## DIRECTIONS
Copy the items from the line containing "Find the saddle;" through the end of the items, inclusive, and replace "stirrup" with "bridle" throughout while leaving everything else unchanged.

+++ SUPPLIED MATERIAL

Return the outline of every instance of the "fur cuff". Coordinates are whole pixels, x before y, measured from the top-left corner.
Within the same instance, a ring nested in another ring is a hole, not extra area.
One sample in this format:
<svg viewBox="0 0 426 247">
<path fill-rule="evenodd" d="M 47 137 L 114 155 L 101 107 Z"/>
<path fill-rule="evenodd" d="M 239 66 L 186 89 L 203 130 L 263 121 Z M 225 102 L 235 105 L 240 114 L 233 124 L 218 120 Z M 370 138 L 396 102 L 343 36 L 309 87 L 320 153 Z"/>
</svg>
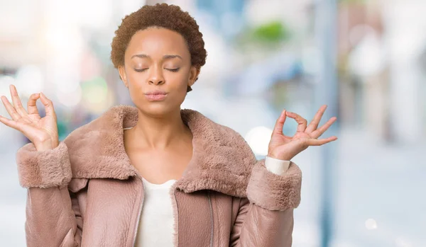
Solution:
<svg viewBox="0 0 426 247">
<path fill-rule="evenodd" d="M 67 185 L 72 178 L 68 149 L 65 142 L 52 150 L 37 151 L 31 142 L 16 153 L 19 184 L 23 188 Z"/>
<path fill-rule="evenodd" d="M 265 159 L 258 161 L 247 185 L 251 202 L 269 210 L 296 208 L 300 203 L 302 171 L 290 162 L 288 170 L 280 176 L 265 167 Z"/>
</svg>

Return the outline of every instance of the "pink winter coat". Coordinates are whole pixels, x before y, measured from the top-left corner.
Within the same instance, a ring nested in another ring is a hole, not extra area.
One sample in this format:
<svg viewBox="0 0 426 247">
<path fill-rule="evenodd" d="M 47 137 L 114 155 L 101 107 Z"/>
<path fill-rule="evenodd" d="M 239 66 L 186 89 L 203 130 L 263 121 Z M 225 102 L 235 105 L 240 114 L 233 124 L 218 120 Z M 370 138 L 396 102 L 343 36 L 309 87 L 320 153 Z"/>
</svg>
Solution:
<svg viewBox="0 0 426 247">
<path fill-rule="evenodd" d="M 299 167 L 291 162 L 285 175 L 273 173 L 234 130 L 196 110 L 181 115 L 194 149 L 170 190 L 174 246 L 291 246 Z M 134 246 L 143 188 L 123 128 L 137 120 L 135 107 L 116 105 L 53 150 L 29 143 L 18 151 L 28 247 Z"/>
</svg>

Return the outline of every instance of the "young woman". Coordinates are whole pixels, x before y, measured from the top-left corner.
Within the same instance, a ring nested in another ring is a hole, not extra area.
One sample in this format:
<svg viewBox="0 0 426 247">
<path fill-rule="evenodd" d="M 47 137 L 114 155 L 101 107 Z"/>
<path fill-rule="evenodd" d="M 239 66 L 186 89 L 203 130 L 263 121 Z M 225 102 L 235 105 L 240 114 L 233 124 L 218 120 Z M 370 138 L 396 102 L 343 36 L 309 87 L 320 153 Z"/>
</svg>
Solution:
<svg viewBox="0 0 426 247">
<path fill-rule="evenodd" d="M 114 106 L 60 142 L 43 93 L 27 110 L 13 85 L 13 105 L 1 97 L 12 119 L 0 122 L 31 141 L 16 154 L 28 246 L 290 246 L 302 176 L 290 161 L 337 139 L 317 139 L 336 118 L 318 128 L 325 105 L 307 126 L 283 110 L 257 161 L 236 132 L 180 108 L 206 59 L 187 12 L 145 6 L 115 34 L 111 60 L 136 107 Z"/>
</svg>

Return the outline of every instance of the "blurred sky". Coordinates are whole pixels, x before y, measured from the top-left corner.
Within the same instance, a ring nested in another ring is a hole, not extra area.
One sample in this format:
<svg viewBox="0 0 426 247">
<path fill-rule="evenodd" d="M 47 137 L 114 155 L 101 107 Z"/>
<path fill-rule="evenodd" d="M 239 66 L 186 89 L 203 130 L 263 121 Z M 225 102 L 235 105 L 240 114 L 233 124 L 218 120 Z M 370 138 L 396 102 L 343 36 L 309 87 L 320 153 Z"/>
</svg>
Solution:
<svg viewBox="0 0 426 247">
<path fill-rule="evenodd" d="M 157 2 L 0 1 L 0 95 L 10 99 L 13 84 L 25 105 L 43 91 L 61 139 L 132 105 L 110 44 L 124 16 Z M 338 141 L 293 160 L 303 172 L 293 246 L 321 246 L 326 229 L 329 246 L 426 246 L 426 1 L 165 2 L 195 18 L 208 53 L 183 108 L 234 129 L 259 159 L 283 108 L 310 120 L 330 103 L 321 123 L 338 117 L 324 134 Z M 3 105 L 0 115 L 9 117 Z M 288 119 L 285 134 L 296 125 Z M 4 246 L 25 246 L 15 154 L 26 142 L 0 125 Z"/>
</svg>

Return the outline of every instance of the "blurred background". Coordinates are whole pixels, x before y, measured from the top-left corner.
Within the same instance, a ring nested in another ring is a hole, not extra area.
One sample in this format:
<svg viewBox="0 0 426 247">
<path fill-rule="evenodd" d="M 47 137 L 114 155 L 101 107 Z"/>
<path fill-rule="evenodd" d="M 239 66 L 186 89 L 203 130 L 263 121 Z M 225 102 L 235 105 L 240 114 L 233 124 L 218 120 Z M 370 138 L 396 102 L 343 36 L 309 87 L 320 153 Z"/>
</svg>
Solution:
<svg viewBox="0 0 426 247">
<path fill-rule="evenodd" d="M 110 44 L 122 18 L 157 2 L 0 1 L 0 95 L 10 100 L 13 84 L 26 105 L 43 91 L 61 140 L 133 105 Z M 327 104 L 321 123 L 337 116 L 322 137 L 337 142 L 293 159 L 303 172 L 293 246 L 426 246 L 426 1 L 164 2 L 195 17 L 208 52 L 182 107 L 241 133 L 259 159 L 283 108 L 310 121 Z M 288 118 L 284 133 L 296 125 Z M 15 154 L 27 142 L 0 124 L 2 246 L 25 246 Z"/>
</svg>

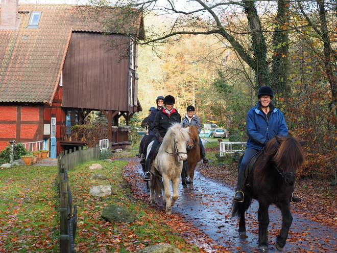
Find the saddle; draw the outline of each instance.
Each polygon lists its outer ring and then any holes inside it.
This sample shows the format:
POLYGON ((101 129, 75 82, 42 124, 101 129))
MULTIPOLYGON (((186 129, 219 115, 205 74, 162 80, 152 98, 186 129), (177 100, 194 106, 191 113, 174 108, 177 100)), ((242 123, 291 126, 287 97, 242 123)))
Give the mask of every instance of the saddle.
POLYGON ((247 166, 246 166, 246 168, 245 169, 245 179, 246 180, 245 185, 246 185, 248 189, 249 189, 249 190, 251 191, 252 190, 251 187, 249 185, 249 183, 248 182, 249 182, 249 174, 251 173, 252 170, 253 170, 253 166, 254 166, 254 164, 255 164, 255 162, 256 162, 257 158, 261 156, 261 155, 262 155, 262 154, 263 153, 264 150, 264 148, 262 148, 261 150, 259 151, 257 153, 254 154, 253 157, 250 158, 250 160, 249 160, 249 162, 247 164, 247 166))

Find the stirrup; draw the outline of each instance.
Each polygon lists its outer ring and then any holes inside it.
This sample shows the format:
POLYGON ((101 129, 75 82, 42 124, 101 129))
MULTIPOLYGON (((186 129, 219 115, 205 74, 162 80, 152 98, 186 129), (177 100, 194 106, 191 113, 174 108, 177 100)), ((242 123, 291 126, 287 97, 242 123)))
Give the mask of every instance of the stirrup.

++++++

## ANSWER TO THIS PROBLEM
Find the saddle; draw the outline of each instance.
Each polygon lists its outer ring and then any holes inside it.
This sample shows the format:
POLYGON ((101 129, 75 82, 42 124, 101 129))
MULTIPOLYGON (((186 129, 219 115, 205 74, 162 80, 152 98, 186 129), (177 100, 194 106, 191 113, 174 108, 177 100)), ((242 123, 291 126, 287 97, 242 123)))
Give the mask of every instance of the saddle.
POLYGON ((247 166, 246 166, 246 168, 245 169, 245 179, 246 180, 245 185, 246 185, 248 189, 249 189, 249 190, 251 191, 252 190, 251 187, 249 185, 249 183, 248 182, 249 182, 249 174, 251 173, 252 170, 253 170, 253 166, 254 166, 254 164, 255 164, 255 162, 256 162, 257 158, 261 156, 261 155, 262 155, 262 154, 263 153, 264 150, 264 148, 262 148, 261 150, 259 151, 257 153, 254 154, 253 157, 250 158, 250 160, 249 160, 249 162, 247 164, 247 166))

Find the bridle; draw the outline of each instance.
Each polygon lists its outer ring and then any holes inside it.
This sample shows the format:
POLYGON ((101 129, 75 82, 42 124, 101 129))
MULTIPOLYGON (((186 129, 219 115, 205 74, 162 80, 152 98, 186 129), (177 100, 194 106, 191 113, 174 108, 177 100)), ((242 123, 291 126, 287 97, 242 123)))
Give the mask of every instance of the bridle.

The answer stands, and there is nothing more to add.